WORK REQUIRED | All the data below needs to be retyped exactly as shown.

******

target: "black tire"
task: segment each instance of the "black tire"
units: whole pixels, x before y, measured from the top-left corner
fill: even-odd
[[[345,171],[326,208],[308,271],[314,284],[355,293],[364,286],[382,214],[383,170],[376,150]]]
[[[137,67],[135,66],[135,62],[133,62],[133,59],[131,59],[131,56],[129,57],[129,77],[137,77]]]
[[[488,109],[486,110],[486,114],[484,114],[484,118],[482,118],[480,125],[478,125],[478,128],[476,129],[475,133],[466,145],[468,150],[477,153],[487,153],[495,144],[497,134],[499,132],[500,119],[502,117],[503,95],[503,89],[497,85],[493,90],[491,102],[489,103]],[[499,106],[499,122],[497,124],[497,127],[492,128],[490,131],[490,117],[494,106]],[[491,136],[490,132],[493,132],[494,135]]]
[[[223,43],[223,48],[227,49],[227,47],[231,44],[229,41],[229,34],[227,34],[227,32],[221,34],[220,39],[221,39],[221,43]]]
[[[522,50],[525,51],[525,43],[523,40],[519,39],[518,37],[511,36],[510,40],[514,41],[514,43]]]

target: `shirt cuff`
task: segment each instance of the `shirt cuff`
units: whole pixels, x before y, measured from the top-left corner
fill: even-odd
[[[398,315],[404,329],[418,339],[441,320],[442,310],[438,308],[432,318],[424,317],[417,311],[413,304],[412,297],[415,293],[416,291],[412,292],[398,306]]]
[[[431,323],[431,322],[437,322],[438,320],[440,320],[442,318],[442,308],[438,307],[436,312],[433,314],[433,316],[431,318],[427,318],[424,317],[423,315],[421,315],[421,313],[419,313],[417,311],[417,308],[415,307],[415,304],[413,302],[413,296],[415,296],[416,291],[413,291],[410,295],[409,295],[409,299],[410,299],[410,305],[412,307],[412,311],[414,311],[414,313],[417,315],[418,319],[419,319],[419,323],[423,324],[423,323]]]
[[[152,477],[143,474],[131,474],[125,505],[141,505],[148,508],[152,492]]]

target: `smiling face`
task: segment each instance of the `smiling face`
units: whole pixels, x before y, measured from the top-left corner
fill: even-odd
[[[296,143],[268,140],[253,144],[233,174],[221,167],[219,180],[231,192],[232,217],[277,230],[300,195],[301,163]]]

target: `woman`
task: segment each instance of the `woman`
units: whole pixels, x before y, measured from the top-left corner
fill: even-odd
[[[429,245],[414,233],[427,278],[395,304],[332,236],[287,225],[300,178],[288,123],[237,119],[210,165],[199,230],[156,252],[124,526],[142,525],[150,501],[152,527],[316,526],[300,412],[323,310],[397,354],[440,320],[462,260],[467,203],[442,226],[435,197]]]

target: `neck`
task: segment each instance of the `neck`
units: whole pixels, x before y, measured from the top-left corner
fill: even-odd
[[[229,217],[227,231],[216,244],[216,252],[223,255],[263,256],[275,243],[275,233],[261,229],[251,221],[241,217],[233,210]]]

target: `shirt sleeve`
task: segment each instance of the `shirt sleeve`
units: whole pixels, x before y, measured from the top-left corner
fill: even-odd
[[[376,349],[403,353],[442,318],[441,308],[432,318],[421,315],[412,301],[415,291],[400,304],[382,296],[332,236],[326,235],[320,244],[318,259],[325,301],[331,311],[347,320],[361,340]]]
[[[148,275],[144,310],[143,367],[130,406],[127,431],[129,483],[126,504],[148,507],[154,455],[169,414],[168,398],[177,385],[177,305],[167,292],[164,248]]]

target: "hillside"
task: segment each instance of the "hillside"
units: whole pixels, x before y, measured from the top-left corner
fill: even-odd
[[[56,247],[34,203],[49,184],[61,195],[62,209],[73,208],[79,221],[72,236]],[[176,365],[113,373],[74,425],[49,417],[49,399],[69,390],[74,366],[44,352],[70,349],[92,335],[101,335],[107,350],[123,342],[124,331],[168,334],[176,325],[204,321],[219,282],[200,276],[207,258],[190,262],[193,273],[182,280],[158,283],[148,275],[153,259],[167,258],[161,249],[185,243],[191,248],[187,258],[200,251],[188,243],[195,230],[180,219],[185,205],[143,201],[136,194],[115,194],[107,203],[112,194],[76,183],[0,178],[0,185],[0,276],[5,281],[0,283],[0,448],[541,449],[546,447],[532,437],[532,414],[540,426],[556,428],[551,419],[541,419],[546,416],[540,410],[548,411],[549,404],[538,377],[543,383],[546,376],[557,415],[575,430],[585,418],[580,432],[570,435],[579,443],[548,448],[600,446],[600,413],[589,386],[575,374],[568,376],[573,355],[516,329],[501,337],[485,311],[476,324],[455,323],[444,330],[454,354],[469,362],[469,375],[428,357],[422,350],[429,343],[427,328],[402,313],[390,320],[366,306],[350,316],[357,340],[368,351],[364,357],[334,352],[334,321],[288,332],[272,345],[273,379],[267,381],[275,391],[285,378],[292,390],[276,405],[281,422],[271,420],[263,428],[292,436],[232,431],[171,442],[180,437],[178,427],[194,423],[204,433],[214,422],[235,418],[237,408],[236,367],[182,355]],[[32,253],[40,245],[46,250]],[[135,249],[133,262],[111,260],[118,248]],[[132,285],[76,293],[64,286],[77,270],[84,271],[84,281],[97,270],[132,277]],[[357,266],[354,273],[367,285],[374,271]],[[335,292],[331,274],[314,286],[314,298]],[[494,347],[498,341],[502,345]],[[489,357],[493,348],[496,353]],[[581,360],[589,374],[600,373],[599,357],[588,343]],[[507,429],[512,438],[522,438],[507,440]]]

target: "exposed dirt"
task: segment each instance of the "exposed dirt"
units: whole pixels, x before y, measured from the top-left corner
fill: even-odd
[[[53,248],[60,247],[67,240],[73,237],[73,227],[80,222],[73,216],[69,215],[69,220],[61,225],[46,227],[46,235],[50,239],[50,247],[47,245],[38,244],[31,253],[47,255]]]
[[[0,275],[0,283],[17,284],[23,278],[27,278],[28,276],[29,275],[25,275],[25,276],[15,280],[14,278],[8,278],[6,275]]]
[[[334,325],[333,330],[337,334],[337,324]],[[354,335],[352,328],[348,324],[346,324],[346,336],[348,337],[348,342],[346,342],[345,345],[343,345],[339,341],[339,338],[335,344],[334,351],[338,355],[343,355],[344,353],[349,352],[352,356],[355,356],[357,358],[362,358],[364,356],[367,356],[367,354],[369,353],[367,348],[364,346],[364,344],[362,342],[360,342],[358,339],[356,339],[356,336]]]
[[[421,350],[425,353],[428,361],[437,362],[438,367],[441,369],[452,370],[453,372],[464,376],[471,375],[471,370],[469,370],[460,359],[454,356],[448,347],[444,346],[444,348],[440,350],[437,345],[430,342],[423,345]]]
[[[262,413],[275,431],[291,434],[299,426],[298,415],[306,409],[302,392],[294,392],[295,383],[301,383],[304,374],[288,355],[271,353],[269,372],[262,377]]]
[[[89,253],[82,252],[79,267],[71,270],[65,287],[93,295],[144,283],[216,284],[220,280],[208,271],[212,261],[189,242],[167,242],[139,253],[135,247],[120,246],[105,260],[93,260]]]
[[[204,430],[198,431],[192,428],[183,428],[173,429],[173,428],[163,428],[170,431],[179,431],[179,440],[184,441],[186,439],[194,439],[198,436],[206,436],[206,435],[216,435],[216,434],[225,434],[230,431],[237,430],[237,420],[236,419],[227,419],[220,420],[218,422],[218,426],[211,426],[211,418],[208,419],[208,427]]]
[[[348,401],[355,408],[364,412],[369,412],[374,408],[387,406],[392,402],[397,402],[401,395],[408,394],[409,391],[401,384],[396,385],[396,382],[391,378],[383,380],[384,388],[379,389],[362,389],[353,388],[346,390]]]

******

REPLY TO THE TASK |
target: "black tire"
task: segment each instance of the "black tire"
units: whole pixels, x before y, measured from the top-left corner
fill: even-odd
[[[345,171],[326,208],[308,271],[314,284],[355,293],[364,286],[382,214],[383,170],[376,150]]]
[[[137,67],[135,66],[135,62],[133,62],[133,59],[131,59],[131,56],[129,57],[129,77],[137,77]]]
[[[488,109],[486,110],[486,114],[484,114],[484,118],[482,118],[480,125],[478,125],[478,128],[476,129],[475,133],[466,145],[468,150],[477,153],[487,153],[495,144],[497,134],[499,132],[500,119],[502,117],[503,95],[503,89],[497,85],[493,90],[491,102],[489,103]],[[499,106],[499,122],[497,124],[497,127],[492,128],[490,131],[490,117],[494,106]],[[491,136],[490,132],[493,132],[494,135]]]
[[[223,43],[223,48],[227,49],[227,47],[231,44],[229,41],[229,34],[227,34],[227,32],[221,34],[220,39],[221,39],[221,43]]]
[[[522,50],[525,51],[525,43],[523,40],[519,39],[518,37],[511,36],[510,40],[514,41],[514,43]]]

target: `shirt cuff`
task: segment each instance of the `shirt cuff`
units: whole pixels, x before y, measured from the top-left corner
fill: even-odd
[[[398,315],[404,329],[418,339],[441,320],[442,310],[438,308],[432,318],[424,317],[417,311],[413,304],[412,297],[415,293],[416,291],[412,292],[398,306]]]
[[[431,323],[431,322],[437,322],[438,320],[440,320],[442,318],[442,308],[438,307],[436,312],[433,314],[433,316],[431,318],[427,318],[424,317],[423,315],[421,315],[421,313],[419,313],[417,311],[417,308],[415,307],[415,304],[413,302],[413,296],[415,296],[416,291],[413,291],[410,295],[409,295],[409,299],[410,299],[410,305],[412,307],[412,311],[414,311],[414,313],[417,315],[418,319],[419,319],[419,323],[423,324],[423,323]]]
[[[152,477],[143,474],[131,474],[125,505],[141,505],[148,508],[152,492]]]

target: `smiling face`
task: segment each instance of the `smiling face`
units: whole pixels, x before y, measured from the top-left corner
fill: even-odd
[[[296,143],[268,140],[253,144],[233,174],[221,167],[219,180],[231,192],[232,217],[277,230],[300,195],[301,163]]]

target: `woman`
task: segment each instance of the `woman`
units: whole pixels, x before y, measured from the top-left corner
fill: even-odd
[[[429,245],[414,233],[427,278],[395,304],[332,236],[287,225],[300,178],[288,123],[237,119],[210,165],[199,230],[156,252],[124,526],[142,525],[150,501],[152,527],[316,526],[300,412],[323,310],[397,354],[440,320],[462,260],[467,203],[442,226],[435,197]]]

target: `neck`
task: segment each instance of the `neck`
units: whole pixels, x before y, measured from the top-left corner
fill: even-odd
[[[229,217],[227,231],[216,244],[216,252],[223,255],[263,256],[275,243],[275,233],[261,229],[251,221],[241,217],[233,210]]]

target: `shirt sleeve`
task: segment each instance of the `shirt sleeve`
units: whole pixels, x before y, measured from the top-left corner
fill: even-odd
[[[376,349],[403,353],[442,318],[441,308],[432,318],[421,315],[412,301],[415,291],[400,304],[382,296],[332,236],[326,235],[320,244],[318,259],[325,301],[331,311],[347,320],[361,340]]]
[[[148,275],[144,310],[143,367],[130,406],[127,431],[129,483],[126,504],[148,507],[154,455],[169,414],[168,398],[177,385],[177,305],[167,292],[164,248]]]

target: "hillside"
task: segment each instance of the "hillside"
units: whole pixels, x before y, measured from the top-left corner
fill: even-odd
[[[56,247],[34,203],[49,184],[61,195],[62,209],[73,208],[79,221],[72,236]],[[176,365],[113,373],[74,425],[49,417],[49,399],[69,390],[74,366],[44,352],[70,349],[92,335],[101,335],[107,350],[123,342],[124,331],[168,334],[176,325],[204,321],[219,282],[200,276],[207,258],[190,262],[193,273],[182,280],[158,283],[148,275],[153,259],[167,258],[161,249],[185,243],[191,248],[187,258],[200,251],[188,243],[195,230],[180,219],[185,205],[143,201],[136,194],[115,194],[107,203],[112,194],[76,183],[0,178],[0,185],[0,276],[5,281],[0,283],[0,448],[541,449],[546,447],[532,437],[532,414],[540,426],[556,428],[551,419],[541,419],[546,416],[540,410],[548,411],[549,404],[538,377],[543,383],[546,376],[557,415],[575,430],[585,418],[580,432],[570,435],[579,443],[548,448],[600,446],[600,413],[589,386],[575,374],[568,376],[573,355],[516,329],[501,337],[485,311],[476,324],[455,323],[444,330],[454,354],[469,362],[469,375],[428,357],[422,350],[429,343],[427,328],[402,313],[390,320],[366,306],[350,316],[357,340],[368,351],[364,357],[334,352],[334,321],[288,332],[272,345],[273,379],[267,381],[275,391],[285,378],[292,390],[276,405],[281,422],[271,420],[263,428],[292,436],[232,431],[171,442],[180,437],[178,427],[194,423],[204,433],[214,422],[235,418],[237,408],[236,367],[182,355]],[[32,253],[40,245],[46,250]],[[135,249],[133,262],[111,260],[118,248]],[[132,285],[76,293],[64,286],[77,270],[84,271],[84,281],[97,270],[132,277]],[[357,266],[354,273],[367,285],[374,271]],[[335,292],[331,274],[314,286],[314,298]],[[494,347],[498,341],[502,345]],[[489,357],[493,348],[496,353]],[[581,360],[589,374],[600,373],[599,357],[588,343]],[[507,429],[512,438],[522,438],[507,440]]]

target: "exposed dirt"
task: segment each instance of the "exposed dirt"
units: whole pixels, x before y, measured from the top-left corner
fill: even-odd
[[[53,248],[60,247],[67,240],[73,237],[73,227],[80,222],[73,216],[69,215],[69,220],[61,225],[46,227],[46,235],[50,239],[50,247],[47,245],[38,244],[31,253],[47,255]]]
[[[0,275],[0,283],[17,284],[23,278],[27,278],[28,276],[29,275],[25,275],[25,276],[15,280],[14,278],[8,278],[6,275]]]
[[[334,325],[333,330],[337,334],[337,324]],[[354,335],[352,328],[348,324],[346,324],[346,336],[348,337],[348,342],[346,342],[345,345],[343,345],[339,341],[339,338],[335,344],[334,351],[338,355],[343,355],[344,353],[349,352],[352,356],[355,356],[357,358],[362,358],[364,356],[367,356],[367,354],[369,353],[367,348],[364,346],[364,344],[362,342],[360,342],[358,339],[356,339],[356,336]]]
[[[421,350],[425,353],[428,361],[437,362],[438,367],[441,369],[452,370],[453,372],[464,376],[471,375],[471,370],[469,370],[460,359],[454,356],[448,347],[444,346],[444,348],[440,350],[437,345],[430,342],[423,345]]]
[[[262,413],[275,431],[291,434],[299,426],[298,415],[306,409],[302,392],[294,392],[295,383],[301,383],[304,374],[288,355],[271,353],[269,372],[262,377]]]
[[[89,253],[82,252],[79,267],[71,270],[65,287],[93,295],[144,283],[216,284],[220,280],[208,271],[212,261],[189,242],[167,242],[139,253],[135,247],[120,246],[105,260],[93,260]]]
[[[204,430],[198,431],[192,428],[183,428],[173,429],[173,428],[163,428],[170,431],[179,431],[179,440],[184,441],[186,439],[194,439],[198,436],[206,436],[206,435],[216,435],[216,434],[225,434],[230,431],[237,430],[237,420],[236,419],[227,419],[220,420],[218,422],[218,426],[211,426],[211,418],[208,419],[208,427]]]
[[[348,401],[355,408],[364,412],[369,412],[374,408],[387,406],[392,402],[397,402],[401,395],[408,394],[409,391],[401,384],[396,385],[396,382],[391,378],[383,380],[384,388],[379,389],[362,389],[353,388],[346,390]]]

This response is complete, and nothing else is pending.